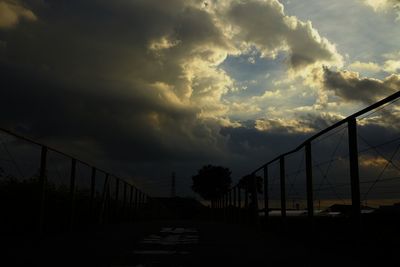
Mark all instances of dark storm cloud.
[228,0,341,69]
[323,68,400,104]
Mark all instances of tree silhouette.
[192,165,232,200]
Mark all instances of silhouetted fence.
[211,92,400,230]
[0,129,150,232]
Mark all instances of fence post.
[279,156,286,224]
[122,181,128,220]
[237,185,242,223]
[249,173,258,224]
[264,168,269,223]
[69,159,76,231]
[38,146,47,233]
[113,177,119,222]
[305,142,314,224]
[135,187,139,219]
[347,117,361,227]
[99,173,110,224]
[128,185,134,221]
[90,167,96,220]
[228,189,233,224]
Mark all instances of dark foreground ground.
[0,221,400,267]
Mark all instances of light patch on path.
[114,227,199,267]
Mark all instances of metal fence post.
[347,117,361,227]
[99,173,110,224]
[128,185,134,221]
[90,167,96,220]
[279,156,286,223]
[264,168,269,222]
[122,181,128,220]
[305,142,314,221]
[38,146,47,233]
[69,159,76,231]
[250,173,258,224]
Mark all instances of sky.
[0,0,400,200]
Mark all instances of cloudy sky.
[0,0,400,199]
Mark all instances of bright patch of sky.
[282,0,400,78]
[220,49,287,99]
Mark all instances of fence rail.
[211,91,400,228]
[0,128,150,232]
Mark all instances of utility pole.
[171,172,176,198]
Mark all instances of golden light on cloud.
[0,0,37,29]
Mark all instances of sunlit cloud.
[0,0,37,29]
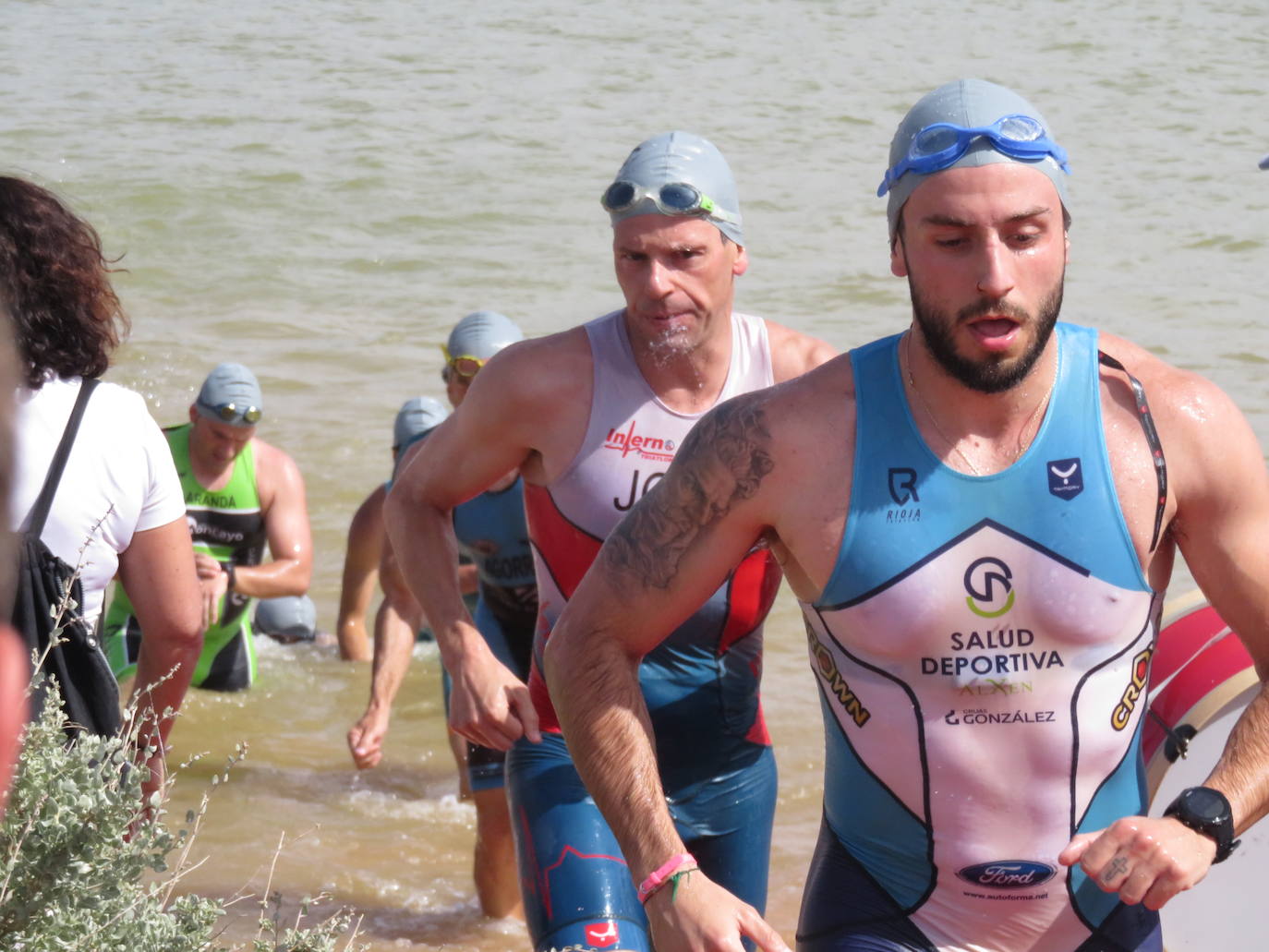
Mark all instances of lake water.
[0,0,1269,951]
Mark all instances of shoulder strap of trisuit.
[27,377,101,538]
[1098,350,1167,552]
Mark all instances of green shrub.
[0,675,364,952]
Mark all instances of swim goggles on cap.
[441,344,485,379]
[876,114,1071,198]
[599,179,740,224]
[204,404,261,426]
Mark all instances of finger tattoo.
[1102,856,1128,886]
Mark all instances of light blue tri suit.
[445,476,538,789]
[798,324,1165,952]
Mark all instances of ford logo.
[956,860,1058,890]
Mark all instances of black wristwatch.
[1164,787,1242,863]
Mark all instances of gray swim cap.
[886,78,1070,240]
[600,131,745,245]
[393,397,449,450]
[445,311,524,360]
[194,363,264,427]
[255,596,318,641]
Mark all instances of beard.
[907,275,1065,393]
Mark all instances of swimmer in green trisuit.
[105,363,312,691]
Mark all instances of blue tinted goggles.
[599,179,740,224]
[876,114,1071,198]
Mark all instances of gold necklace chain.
[906,331,1058,476]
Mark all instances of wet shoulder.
[766,319,838,383]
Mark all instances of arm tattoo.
[604,400,776,589]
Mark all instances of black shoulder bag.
[13,379,121,736]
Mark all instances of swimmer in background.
[104,363,313,691]
[347,311,538,918]
[252,596,335,646]
[335,397,459,661]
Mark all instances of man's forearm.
[381,500,485,671]
[546,613,684,882]
[234,559,312,597]
[1204,683,1269,834]
[369,603,414,711]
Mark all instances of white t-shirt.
[9,377,186,626]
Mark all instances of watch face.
[1185,787,1226,821]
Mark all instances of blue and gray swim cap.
[600,131,745,245]
[194,363,264,427]
[393,397,449,451]
[445,311,524,362]
[886,78,1069,240]
[254,596,318,641]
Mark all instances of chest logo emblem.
[889,466,922,505]
[964,556,1014,618]
[1045,457,1083,499]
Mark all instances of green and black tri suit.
[105,423,267,691]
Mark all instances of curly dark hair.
[0,176,128,390]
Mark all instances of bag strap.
[27,377,101,538]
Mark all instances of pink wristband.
[638,853,696,902]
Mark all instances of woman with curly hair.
[0,176,201,790]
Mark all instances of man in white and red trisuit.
[387,132,831,952]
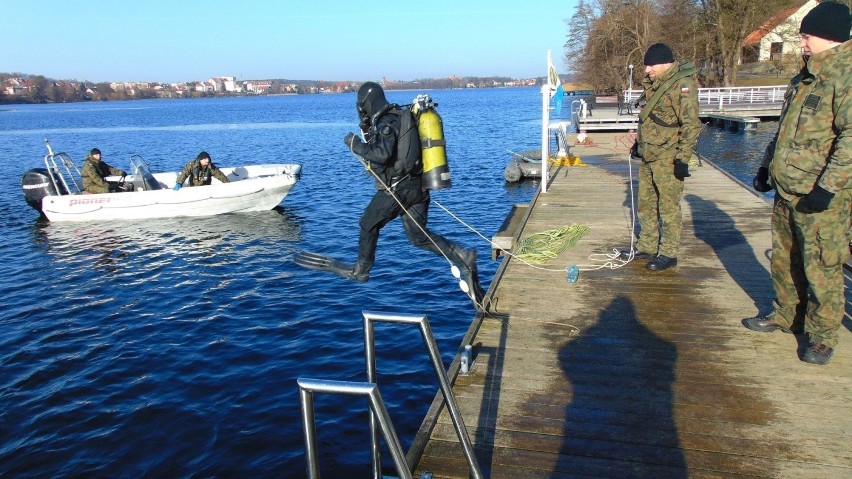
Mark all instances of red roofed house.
[742,0,819,63]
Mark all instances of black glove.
[796,185,834,213]
[343,131,359,150]
[751,166,772,193]
[630,141,642,160]
[675,160,692,181]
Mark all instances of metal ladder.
[297,311,483,479]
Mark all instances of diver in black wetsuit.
[296,82,483,307]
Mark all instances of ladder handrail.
[361,311,482,479]
[296,378,413,479]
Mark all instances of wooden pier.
[408,133,852,479]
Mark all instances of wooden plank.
[414,134,852,478]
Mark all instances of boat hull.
[41,165,301,222]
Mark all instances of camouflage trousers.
[771,190,852,348]
[636,160,683,258]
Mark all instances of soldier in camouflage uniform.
[174,151,229,191]
[80,148,127,193]
[621,43,701,271]
[743,2,852,364]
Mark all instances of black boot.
[457,248,485,309]
[348,260,373,283]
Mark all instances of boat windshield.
[130,155,161,191]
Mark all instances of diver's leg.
[402,193,485,308]
[352,191,401,281]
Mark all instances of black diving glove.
[675,160,692,181]
[751,166,772,193]
[796,185,834,213]
[630,141,642,160]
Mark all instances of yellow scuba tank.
[411,94,453,190]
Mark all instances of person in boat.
[743,2,852,365]
[339,82,483,307]
[621,43,701,271]
[80,148,127,193]
[174,151,230,191]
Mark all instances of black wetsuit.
[351,85,476,273]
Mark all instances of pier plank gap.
[409,133,852,479]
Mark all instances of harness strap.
[639,63,695,126]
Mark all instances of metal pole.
[299,384,320,479]
[296,378,413,479]
[541,83,550,193]
[362,311,483,479]
[364,317,382,479]
[362,384,413,479]
[624,63,633,102]
[420,316,482,479]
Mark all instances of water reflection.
[32,206,304,273]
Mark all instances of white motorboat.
[21,144,302,221]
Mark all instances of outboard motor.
[21,168,68,213]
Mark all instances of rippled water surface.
[0,88,771,478]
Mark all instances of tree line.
[565,0,852,92]
[0,73,544,104]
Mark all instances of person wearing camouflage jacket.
[621,43,701,271]
[80,148,127,193]
[174,151,230,191]
[743,2,852,364]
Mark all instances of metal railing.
[698,85,787,108]
[296,378,413,479]
[622,85,787,108]
[298,311,482,479]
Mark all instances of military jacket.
[638,62,701,163]
[80,156,126,193]
[763,40,852,199]
[177,160,229,186]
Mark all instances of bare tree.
[566,0,804,91]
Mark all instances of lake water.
[0,88,774,478]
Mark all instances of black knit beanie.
[642,43,674,66]
[799,2,852,43]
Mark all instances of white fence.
[623,85,787,109]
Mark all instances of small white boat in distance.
[21,144,302,221]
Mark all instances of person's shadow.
[553,297,687,478]
[686,195,775,314]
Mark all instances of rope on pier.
[513,223,589,264]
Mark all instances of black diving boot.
[347,260,373,283]
[459,248,485,311]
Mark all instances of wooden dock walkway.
[409,133,852,479]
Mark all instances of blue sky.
[0,0,576,82]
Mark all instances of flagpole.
+++
**GIVEN EXERCISE**
Print all of the lines above word for word, leaving out the pictures.

**ANSWER TO THE EXERCISE**
Mark all instances of dark storm cloud.
[228,0,341,69]
[323,68,400,104]
Mark all instances of tree silhouette.
[192,165,232,200]
Mark all instances of silhouetted fence.
[211,92,400,230]
[0,129,150,232]
Mark all instances of fence post.
[279,156,286,224]
[122,181,128,220]
[237,185,242,223]
[249,173,258,224]
[264,168,269,223]
[69,159,76,231]
[38,146,47,233]
[113,177,119,222]
[305,142,314,224]
[135,187,139,219]
[347,117,361,227]
[99,173,110,224]
[128,185,134,221]
[90,167,96,220]
[228,189,233,224]
Mark all instances of dark foreground ground.
[0,221,400,267]
Mark all instances of light patch on path.
[114,227,199,267]
Mark all instances of metal fence post.
[347,117,361,227]
[99,173,110,224]
[128,185,134,221]
[90,167,96,220]
[279,156,286,223]
[264,168,269,222]
[122,181,128,220]
[305,142,314,221]
[38,146,47,233]
[69,159,76,231]
[250,173,258,224]
Mark all instances of sky.
[0,0,400,200]
Mark all instances of cloudy sky.
[0,0,400,199]
Mark all instances of bright patch of sky.
[282,0,400,78]
[220,49,287,99]
Mark all instances of fence rail.
[211,91,400,228]
[0,128,150,232]
Mark all instances of utility pole.
[171,172,176,198]
Mark all instances of golden light on cloud.
[0,0,37,29]
Mark all instances of sunlit cloud.
[0,0,37,29]
Mark all instances of lake water.
[0,0,1269,951]
Mark all instances of shoulder strap of trisuit.
[27,377,101,538]
[1098,350,1167,552]
Mark all instances of green shrub.
[0,675,364,952]
Mark all instances of swim goggles on cap.
[441,344,485,379]
[876,114,1071,198]
[599,179,740,224]
[204,404,261,426]
Mark all instances of finger tattoo.
[1102,856,1128,886]
Mark all instances of light blue tri suit.
[445,476,538,789]
[798,324,1165,952]
Mark all instances of ford logo.
[956,860,1058,890]
Mark all instances of black wristwatch.
[1164,787,1242,863]
Mark all instances of gray swim cap.
[886,78,1070,240]
[600,131,745,245]
[393,397,449,450]
[445,311,524,360]
[194,363,264,427]
[255,596,318,641]
Mark all instances of beard.
[907,275,1065,393]
Mark all instances of swimmer in green trisuit.
[105,363,312,691]
Mark all instances of blue tinted goggles.
[599,179,740,224]
[876,114,1071,198]
Mark all instances of gold necklace chain.
[906,331,1058,476]
Mark all instances of wet shoulder.
[766,319,838,383]
Mark all instances of arm tattoo.
[604,400,776,589]
Mark all instances of black shoulder bag.
[13,379,121,736]
Mark all instances of swimmer in background.
[104,363,313,691]
[347,311,538,918]
[252,596,335,646]
[335,397,459,661]
Mark all instances of man's forearm.
[381,500,485,671]
[546,613,684,882]
[234,559,312,597]
[1204,683,1269,834]
[369,603,414,711]
Mark all instances of white t-shirt.
[9,377,186,626]
Mark all instances of watch face.
[1185,787,1226,821]
Mark all instances of blue and gray swim cap.
[600,131,745,245]
[194,363,264,427]
[393,397,449,451]
[445,311,524,362]
[886,78,1069,240]
[254,596,318,641]
Mark all instances of chest logo emblem.
[889,466,922,505]
[964,556,1014,618]
[1045,457,1083,499]
Mark all instances of green and black tri suit.
[105,423,267,691]
Mark all instances of curly dark hair.
[0,176,128,390]
Mark all instances of bag strap.
[27,377,101,538]
Mark all instances of pink wristband.
[638,853,696,902]
Mark all instances of woman with curly hair.
[0,176,201,790]
Mark all instances of man in white and red trisuit.
[387,132,831,952]
Mark all instances of red roofed house.
[742,0,819,63]
Mark all instances of black glove.
[796,185,834,213]
[343,131,359,150]
[751,166,772,193]
[630,141,642,160]
[675,160,692,181]
Mark all instances of metal ladder.
[297,311,483,479]
Mark all instances of diver in black wetsuit.
[296,82,483,307]
Mark all instances of ladder handrail.
[361,311,482,479]
[296,378,413,479]
Mark all instances of wooden pier.
[408,133,852,479]
Mark all instances of wooden plank.
[414,134,852,478]
Mark all instances of boat hull.
[41,165,301,222]
Mark all instances of camouflage trousers.
[771,190,852,348]
[636,160,683,258]
Mark all instances of soldier in camouflage uniform.
[174,151,229,191]
[80,148,127,193]
[621,43,701,271]
[743,2,852,364]
Mark all instances of black boot.
[457,248,485,309]
[348,260,373,283]
Mark all instances of boat windshield.
[130,155,161,191]
Mark all instances of diver's leg.
[402,193,485,308]
[352,191,401,281]
Mark all instances of black diving glove.
[675,160,692,181]
[751,166,772,193]
[796,185,834,213]
[630,141,642,160]
Mark all instances of yellow scuba tank.
[411,94,453,190]
Mark all instances of person in boat.
[743,2,852,365]
[339,82,483,307]
[621,43,701,271]
[80,148,127,193]
[174,151,230,191]
Mark all instances of black wetsuit.
[351,85,476,273]
Mark all instances of pier plank gap.
[409,133,852,479]
Mark all instances of harness strap.
[639,63,695,126]
Mark all instances of metal pole.
[299,384,320,479]
[296,378,413,479]
[541,83,550,193]
[362,311,483,479]
[364,317,382,479]
[362,384,413,479]
[624,63,633,102]
[420,316,482,479]
Mark all instances of water reflection.
[32,206,304,273]
Mark all instances of white motorboat.
[21,144,302,221]
Mark all instances of outboard motor.
[21,168,68,213]
Mark all instances of rippled water surface.
[0,88,771,478]
Mark all instances of tree line.
[565,0,852,92]
[0,73,544,104]
Mark all instances of person wearing camouflage jacket.
[621,43,701,271]
[80,148,127,193]
[174,151,230,191]
[743,2,852,364]
Mark all instances of metal railing.
[698,85,787,108]
[296,378,413,479]
[622,85,787,108]
[298,311,482,479]
Mark all instances of military jacket.
[638,62,701,163]
[80,156,126,193]
[763,40,852,199]
[177,160,229,186]
Mark all instances of bare tree.
[566,0,804,91]
Mark all instances of lake water.
[0,88,774,478]
Mark all instances of black knit beanie.
[642,43,674,66]
[799,2,852,43]
Mark all instances of white fence.
[623,85,787,109]
Mark all instances of small white boat in distance.
[21,144,302,221]
Mark all instances of person's shadow.
[553,297,687,478]
[686,195,775,314]
Mark all instances of rope on pier.
[513,223,589,264]
Mark all instances of black diving boot.
[347,260,373,283]
[459,248,485,311]
Mark all instances of wooden dock walkway.
[409,133,852,479]
Mark all instances of blue sky.
[0,0,576,82]
Mark all instances of flagpole.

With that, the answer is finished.